**Trecho de origem**
══════════════════════════════
Carol Graham*
"Se anos atrás os analistas tivessem prestado mais atenção ao nível de
bem-estar como complemento à tendência do PIB, talvez hoje não nos
surpreenderia a irrupção de populismos e outras adversidades"
DURANTE OS últimos anos afloraram numerosas tendências que
obrigam a se questionar até que ponto a economia global está funcionando
bem. O voto no Reino Unido em favor do Brexit representa um desafio enorme para o futuro da União Europeia,
enquanto a eleição de um agitador instável para a Presidência dos
Estados Unidos pôs em xeque a ordem internacional tal como a conhecemos.
O apoio a populistas antissistema por toda a Europa sugere que essa
tendência não terminou.
Os
indicadores econômicos convencionais praticamente não nos alertaram
para tudo isso. As taxas médias de crescimento escondiam o rebaixamento
social de importantes setores da população enquanto que os baixos
índices de desemprego mascaravam o número crescente de jovens com
empregos precários ou totalmente excluídos da massa laboral. Como não
nos demos conta de nada disso?
Se tivéssemos feito um acompanhamento do nível de bem-estar,
como complemento do PIB, talvez pelo menos nos teríamos surpreendido
menos. Nós que pesquisamos a felicidade na economia desenvolvemos uma
série de parâmetros para avaliar o bem-estar das populações do mundo e a
influência do nível salarial e outros fatores. Desta forma, descobrimos
padrões muito consistentes nas variáveis que explicam os maiores níveis
de satisfação, que, por sua vez, estão vinculados a sociedades mais
saudáveis e longevas. Segundo essas referências, a renda determina a
felicidade até certo ponto, mas uma boa saúde, um emprego e um
relacionamento estável, bem como uma meta ou propósito na vida, são
ainda mais importantes. Também medimos como as pessoas enfrentam a vida
cotidiana; se sentem-se satisfeitas, estressadas ou irritadas quando
pensam em suas tarefas diárias.
══════════════════════════════
**Dados extraídos**
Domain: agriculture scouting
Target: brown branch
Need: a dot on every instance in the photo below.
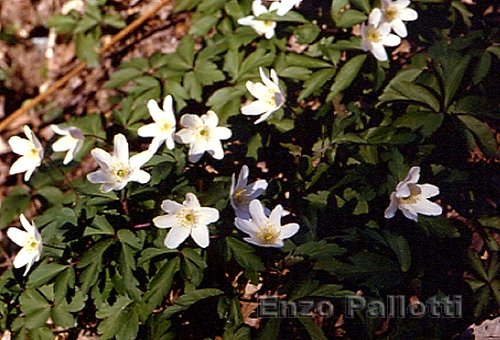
(81, 66)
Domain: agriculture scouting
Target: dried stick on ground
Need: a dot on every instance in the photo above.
(81, 66)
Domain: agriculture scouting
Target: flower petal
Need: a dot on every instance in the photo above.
(176, 236)
(200, 235)
(288, 230)
(120, 151)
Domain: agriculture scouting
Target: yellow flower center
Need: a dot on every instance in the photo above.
(391, 13)
(165, 126)
(414, 197)
(373, 35)
(240, 196)
(122, 173)
(33, 153)
(268, 234)
(31, 244)
(187, 218)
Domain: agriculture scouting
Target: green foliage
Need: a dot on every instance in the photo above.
(347, 133)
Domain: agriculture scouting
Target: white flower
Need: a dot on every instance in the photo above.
(117, 170)
(265, 231)
(394, 13)
(31, 151)
(269, 96)
(284, 6)
(202, 134)
(71, 141)
(185, 219)
(30, 241)
(412, 198)
(241, 194)
(376, 35)
(262, 27)
(163, 128)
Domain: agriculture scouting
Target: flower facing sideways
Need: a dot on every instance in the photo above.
(202, 134)
(163, 128)
(30, 241)
(242, 193)
(269, 96)
(117, 170)
(262, 27)
(185, 219)
(394, 13)
(71, 141)
(412, 198)
(31, 152)
(376, 35)
(265, 231)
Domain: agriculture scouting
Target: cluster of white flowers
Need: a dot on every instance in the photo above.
(266, 27)
(377, 34)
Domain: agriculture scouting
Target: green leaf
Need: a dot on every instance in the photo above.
(313, 329)
(346, 76)
(400, 246)
(453, 78)
(243, 254)
(349, 18)
(483, 132)
(99, 226)
(14, 204)
(187, 300)
(315, 82)
(86, 49)
(122, 77)
(44, 273)
(160, 285)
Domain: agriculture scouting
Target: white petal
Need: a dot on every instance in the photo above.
(165, 221)
(257, 212)
(210, 119)
(428, 190)
(190, 120)
(408, 14)
(246, 226)
(20, 145)
(393, 206)
(154, 110)
(409, 212)
(379, 52)
(400, 28)
(100, 177)
(149, 130)
(255, 108)
(191, 201)
(138, 160)
(275, 216)
(288, 230)
(375, 17)
(426, 207)
(120, 151)
(208, 215)
(102, 158)
(200, 235)
(24, 164)
(18, 236)
(140, 176)
(176, 236)
(171, 207)
(64, 143)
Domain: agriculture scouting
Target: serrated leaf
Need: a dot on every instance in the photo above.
(346, 75)
(187, 300)
(315, 82)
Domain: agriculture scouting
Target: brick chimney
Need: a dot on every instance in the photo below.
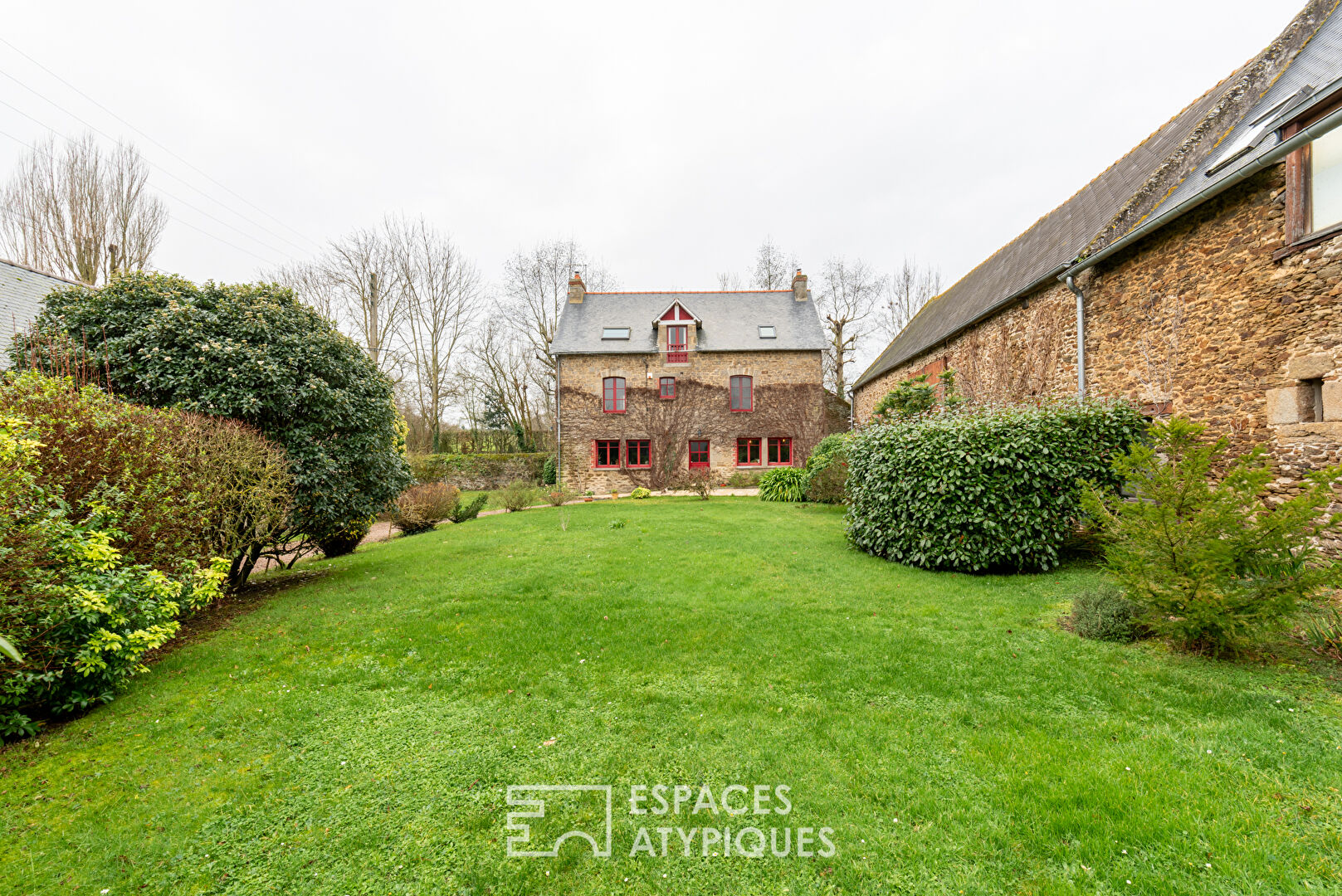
(798, 286)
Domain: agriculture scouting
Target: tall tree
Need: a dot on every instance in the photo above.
(442, 291)
(773, 267)
(911, 287)
(537, 286)
(846, 300)
(81, 212)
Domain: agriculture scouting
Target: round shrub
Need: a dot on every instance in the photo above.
(424, 506)
(985, 489)
(252, 353)
(1105, 615)
(784, 483)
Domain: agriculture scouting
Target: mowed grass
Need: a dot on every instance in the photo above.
(356, 734)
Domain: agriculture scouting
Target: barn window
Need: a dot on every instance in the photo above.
(637, 452)
(612, 395)
(607, 454)
(743, 393)
(748, 452)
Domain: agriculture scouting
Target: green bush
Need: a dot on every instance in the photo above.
(462, 513)
(915, 396)
(985, 489)
(784, 483)
(1105, 615)
(184, 486)
(252, 353)
(78, 612)
(1209, 561)
(827, 470)
(424, 506)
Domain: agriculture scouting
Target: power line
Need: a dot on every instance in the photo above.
(217, 239)
(157, 144)
(159, 168)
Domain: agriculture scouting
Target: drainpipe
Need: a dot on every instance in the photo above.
(1081, 338)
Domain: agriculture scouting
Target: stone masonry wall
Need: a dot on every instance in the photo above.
(1198, 319)
(788, 402)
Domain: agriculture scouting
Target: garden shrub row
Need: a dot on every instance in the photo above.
(983, 489)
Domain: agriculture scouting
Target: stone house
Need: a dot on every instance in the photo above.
(1200, 275)
(656, 385)
(22, 291)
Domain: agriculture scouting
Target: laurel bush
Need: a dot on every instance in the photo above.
(983, 489)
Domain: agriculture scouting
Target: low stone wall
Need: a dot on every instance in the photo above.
(480, 471)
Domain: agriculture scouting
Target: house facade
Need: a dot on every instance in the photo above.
(654, 387)
(1200, 275)
(22, 291)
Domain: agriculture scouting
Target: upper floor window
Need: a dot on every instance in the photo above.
(612, 395)
(637, 452)
(743, 393)
(1326, 182)
(606, 452)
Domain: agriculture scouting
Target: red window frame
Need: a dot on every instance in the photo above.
(698, 454)
(741, 389)
(612, 395)
(748, 447)
(637, 454)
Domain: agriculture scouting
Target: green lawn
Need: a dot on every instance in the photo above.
(356, 734)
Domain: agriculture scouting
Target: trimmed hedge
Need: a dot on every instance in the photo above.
(480, 471)
(984, 489)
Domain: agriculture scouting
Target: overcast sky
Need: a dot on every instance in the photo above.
(667, 139)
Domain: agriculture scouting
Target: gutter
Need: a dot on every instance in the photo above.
(1243, 173)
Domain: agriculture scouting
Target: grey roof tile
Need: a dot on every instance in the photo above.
(729, 322)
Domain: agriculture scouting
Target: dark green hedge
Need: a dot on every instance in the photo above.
(977, 489)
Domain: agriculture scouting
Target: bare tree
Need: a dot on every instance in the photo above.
(910, 289)
(81, 212)
(311, 285)
(773, 267)
(368, 291)
(506, 369)
(442, 293)
(846, 300)
(729, 282)
(537, 286)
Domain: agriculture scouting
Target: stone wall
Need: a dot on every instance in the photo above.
(1198, 319)
(788, 402)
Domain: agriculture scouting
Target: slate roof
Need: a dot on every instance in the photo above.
(22, 290)
(730, 322)
(1161, 172)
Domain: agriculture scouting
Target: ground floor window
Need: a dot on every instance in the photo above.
(698, 454)
(637, 452)
(748, 452)
(607, 452)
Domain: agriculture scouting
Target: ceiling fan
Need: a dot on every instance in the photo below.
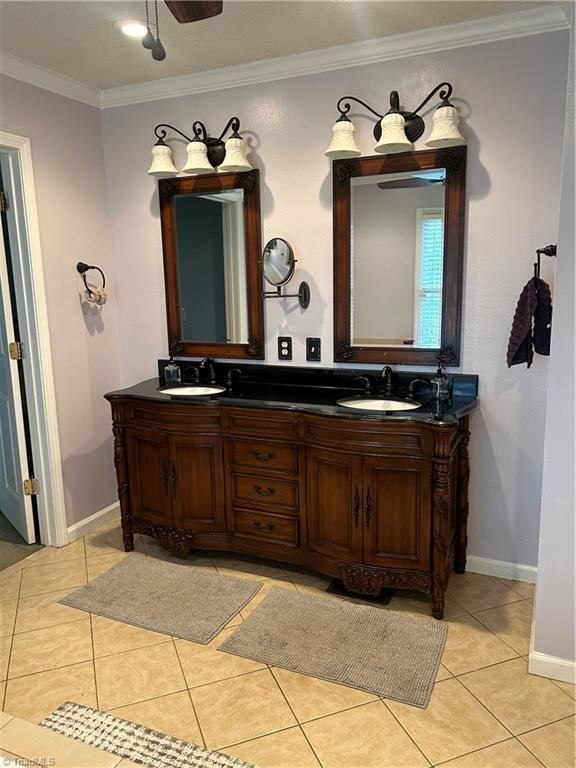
(185, 11)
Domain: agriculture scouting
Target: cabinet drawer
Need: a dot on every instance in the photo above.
(259, 525)
(265, 491)
(259, 455)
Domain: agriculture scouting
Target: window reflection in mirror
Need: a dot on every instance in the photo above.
(211, 260)
(397, 252)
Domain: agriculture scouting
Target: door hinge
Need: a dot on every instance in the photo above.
(30, 487)
(15, 349)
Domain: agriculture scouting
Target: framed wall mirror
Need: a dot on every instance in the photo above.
(212, 265)
(398, 256)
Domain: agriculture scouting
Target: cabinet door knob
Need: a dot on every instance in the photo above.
(368, 508)
(356, 507)
(263, 457)
(264, 491)
(263, 526)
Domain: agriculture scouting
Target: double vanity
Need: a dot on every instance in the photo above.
(358, 474)
(275, 467)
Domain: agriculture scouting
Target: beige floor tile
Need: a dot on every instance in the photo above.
(32, 741)
(241, 708)
(115, 636)
(248, 569)
(7, 616)
(47, 555)
(554, 744)
(102, 563)
(418, 602)
(569, 688)
(471, 646)
(10, 585)
(523, 588)
(49, 648)
(453, 724)
(172, 714)
(507, 754)
(44, 610)
(311, 698)
(364, 737)
(39, 579)
(5, 645)
(204, 664)
(519, 700)
(133, 676)
(512, 623)
(262, 592)
(476, 592)
(35, 696)
(283, 749)
(4, 718)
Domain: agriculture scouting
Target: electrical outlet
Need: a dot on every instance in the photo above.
(313, 349)
(284, 347)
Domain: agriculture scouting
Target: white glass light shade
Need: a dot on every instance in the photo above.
(235, 160)
(162, 164)
(445, 132)
(343, 143)
(393, 138)
(197, 159)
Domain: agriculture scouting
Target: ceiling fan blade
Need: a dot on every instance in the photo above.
(194, 10)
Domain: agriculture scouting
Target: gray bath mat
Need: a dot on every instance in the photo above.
(375, 649)
(133, 741)
(174, 599)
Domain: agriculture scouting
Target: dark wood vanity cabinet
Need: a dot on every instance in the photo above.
(376, 503)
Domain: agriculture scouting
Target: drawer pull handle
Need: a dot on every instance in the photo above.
(264, 527)
(263, 457)
(264, 491)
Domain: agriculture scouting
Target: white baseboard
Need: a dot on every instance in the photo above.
(501, 568)
(552, 666)
(90, 524)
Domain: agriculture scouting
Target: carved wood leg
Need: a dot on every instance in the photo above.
(462, 510)
(441, 518)
(122, 477)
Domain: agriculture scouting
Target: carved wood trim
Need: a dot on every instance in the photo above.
(370, 581)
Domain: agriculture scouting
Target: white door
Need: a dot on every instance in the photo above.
(14, 505)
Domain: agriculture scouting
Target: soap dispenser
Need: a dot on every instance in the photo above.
(172, 372)
(440, 385)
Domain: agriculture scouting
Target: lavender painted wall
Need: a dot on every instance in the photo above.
(504, 90)
(68, 162)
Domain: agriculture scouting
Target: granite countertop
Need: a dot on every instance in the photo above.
(307, 399)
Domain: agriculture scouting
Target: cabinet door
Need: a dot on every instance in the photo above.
(147, 453)
(397, 512)
(334, 495)
(197, 482)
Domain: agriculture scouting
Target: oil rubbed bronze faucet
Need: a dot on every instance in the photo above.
(386, 376)
(208, 365)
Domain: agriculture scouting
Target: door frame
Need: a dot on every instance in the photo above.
(28, 269)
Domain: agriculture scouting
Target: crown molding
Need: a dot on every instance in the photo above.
(11, 66)
(549, 18)
(520, 24)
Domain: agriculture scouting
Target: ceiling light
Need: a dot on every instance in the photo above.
(132, 28)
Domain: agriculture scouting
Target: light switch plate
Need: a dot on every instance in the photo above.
(313, 349)
(284, 347)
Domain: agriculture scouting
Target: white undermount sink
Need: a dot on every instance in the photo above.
(378, 404)
(192, 391)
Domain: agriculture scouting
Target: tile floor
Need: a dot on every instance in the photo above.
(485, 711)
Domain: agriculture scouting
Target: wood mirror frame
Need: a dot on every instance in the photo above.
(453, 159)
(249, 182)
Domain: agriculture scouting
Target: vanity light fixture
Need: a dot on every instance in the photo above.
(204, 152)
(397, 130)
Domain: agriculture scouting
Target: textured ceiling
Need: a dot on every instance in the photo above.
(78, 39)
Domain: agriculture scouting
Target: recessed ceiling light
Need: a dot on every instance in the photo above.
(132, 28)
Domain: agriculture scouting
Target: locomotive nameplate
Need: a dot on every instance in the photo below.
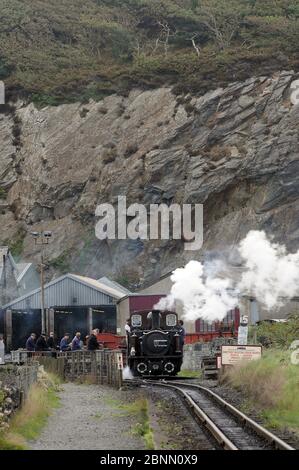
(231, 355)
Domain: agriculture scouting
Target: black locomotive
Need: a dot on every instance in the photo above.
(155, 343)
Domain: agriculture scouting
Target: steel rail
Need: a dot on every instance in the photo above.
(244, 419)
(220, 437)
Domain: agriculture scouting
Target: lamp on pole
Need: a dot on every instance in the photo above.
(42, 239)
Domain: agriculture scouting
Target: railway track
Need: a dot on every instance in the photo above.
(229, 427)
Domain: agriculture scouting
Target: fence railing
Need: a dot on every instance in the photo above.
(102, 366)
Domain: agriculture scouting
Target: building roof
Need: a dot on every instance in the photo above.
(113, 291)
(108, 282)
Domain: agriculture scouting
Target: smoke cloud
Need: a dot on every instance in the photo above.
(270, 274)
(202, 295)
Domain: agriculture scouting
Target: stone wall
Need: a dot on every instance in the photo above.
(15, 382)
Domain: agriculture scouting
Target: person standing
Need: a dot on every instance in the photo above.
(51, 341)
(30, 343)
(64, 343)
(76, 346)
(92, 344)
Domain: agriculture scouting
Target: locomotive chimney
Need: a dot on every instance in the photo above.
(156, 319)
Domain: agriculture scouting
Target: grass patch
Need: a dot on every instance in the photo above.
(138, 409)
(28, 422)
(271, 386)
══════════════════════════════
**Partes do exercício**
A. No trecho sobre bem-estar e PIB, quais fatores são apontados como ainda mais importantes que a renda para a felicidade?
B. Escreva, por favor, a continuação do trecho sobre bem-estar e PIB, começando logo após a última frase apresentada.

**Respostas às tarefas**
A. Uma boa saúde, um emprego e um relacionamento estável, bem como uma meta ou propósito na vida.

B.
Uma boa saúde e um emprego e um relacionamento
estáveis são mais importantes que
a renda na felicidade
Esses parâmetros me serviram para pôr em destaque a profunda infelicidade que, em meio à prosperidade, existe nos Estados Unidos.
A causa deste paradoxo são vidas, esperanças e perspectivas muito
diferentes. Alguns setores da população têm acesso a oportunidades, boa
educação e saúde, e um alto nível de otimismo em relação ao futuro.
Outros vivem desesperados, estressados e descontentes a ponto de que “as
mortes por desesperança” — suicídio, overdose de drogas e intoxicação
etílica entre os brancos de meia idade sem formação universitária que
vivem no interior do país — estarem provocando um aumento da mortalidade nos Estados Unidos.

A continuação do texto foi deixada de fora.